- Genre: Animated sitcom; Adult animation; Satire;
- Created by: Michael D. Eisner; Alex Berger; Eric Fogel;
- Developed by: Michael D. Eisner
- Directed by: Ken Cunningham; Dave Thomas; Aaron Woodley; Robert Crossman;
- Voices of: Kevin Nealon; Catherine O'Hara; Judy Greer; Jackie Clarke; Peter Oldring;
- Composers: Matthew Gerrard; Richard Evans;
- Countries of origin: United States; Canada;
- Original language: English
- No. of seasons: 2
- No. of episodes: 40

Production
- Executive producers: Michael D. Eisner; Steven A. Cohen; Noel Bright; Michael Jamin; Sivert Glarum; Eric Fogel; Leslie Sole; Malcom Dunlop; Adam Shaheen;
- Producers: Alex Berger; Adam Pava; Christine Davis; Jaelyn Galbraith; Dave Beatty;
- Cinematography: Drew Fortier; Andrew Sneyd; Warren Cliff (S2);
- Running time: Approx. 25 minutes (excluding commercials)
- Production companies: Cuppa Coffee Studios; Rogers Communications; Tornante Animation;

Original release
- Network: Nick at Nite
- Release: August 17, 2009 – November 7, 2011

= Glenn Martin, DDS =

American animated television series (2009–2011)
- - - -
ASSIGNMENT 1 | On which network did Glenn Martin, DDS originally air, according to the text about the series?
ASSIGNMENT 2 | Continue the text about the series Glenn Martin, DDS from the point where it stops.

RECORDED INFORMATION |
- - - -
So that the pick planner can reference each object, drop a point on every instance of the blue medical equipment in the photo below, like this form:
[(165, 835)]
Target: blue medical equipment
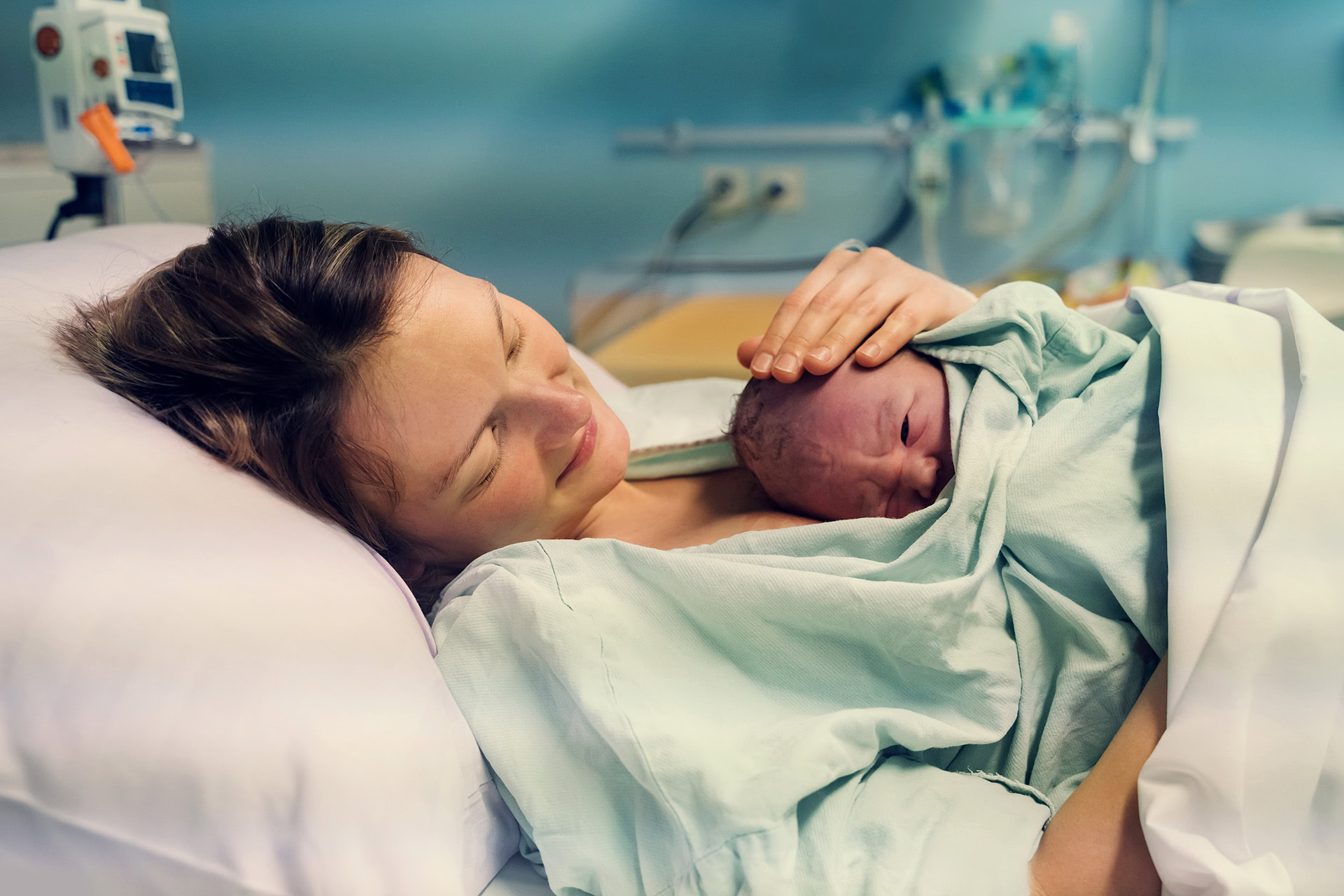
[(106, 83)]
- - - -
EXPECTED OUTPUT 1 | Nick at Nite

EXPECTED OUTPUT 2 |
Glenn Martin, DDS is a stop-motion adult animated sitcom that premiered on Nick at Nite on August 17, 2009. The series was produced by Tornante Animation and Cuppa Coffee Studios, in association with Rogers Communications. Glenn Martin, DDS was Nick at Nite's fourth original series (after Hi Honey, I'm Home!, Fatherhood and Hi-Jinks). One of the show's creators besides Michael Eisner, was Eric Fogel, who had success creating the MTV claymation series Celebrity Deathmatch. The show premiered in Canada on October 3, 2009, on Citytv, (Note: Refer to the article of List of programs broadcast by Citytv for details.) and March 18, 2010, on Sky One in the UK and Ireland. Season two premiered on June 11, 2010. The show ended on November 7, 2011.

==Overview==
After accidentally burning down his house in Freeland, Pennsylvania, loving father and dentist Glenn Martin, DDS takes his family — his beautiful wife Jackie, their hormone-addled 13-year-old son Conor, their power suit–wearing 11-year-old daughter Courtney, Courtney's overachieving assistant Wendy, and Canine, the family's dog with an oversized anus (which Glenn in the opening sequence calls a heart) — on a cross-country road trip in order to strengthen their family bond together.

==Cast and characters==
===Main characters===
- Kevin Nealon as Dr. Glenn Campbell Martin, an optimistic traveling dentist who dreams of becoming closer with his family. He is a Doctor of Dental Surgery.
- Catherine O'Hara as Jackie Robinson Martin, Glenn's wife and the mother of Conor and Courtney. She is often stressed with the problems involved in raising a family in an RV.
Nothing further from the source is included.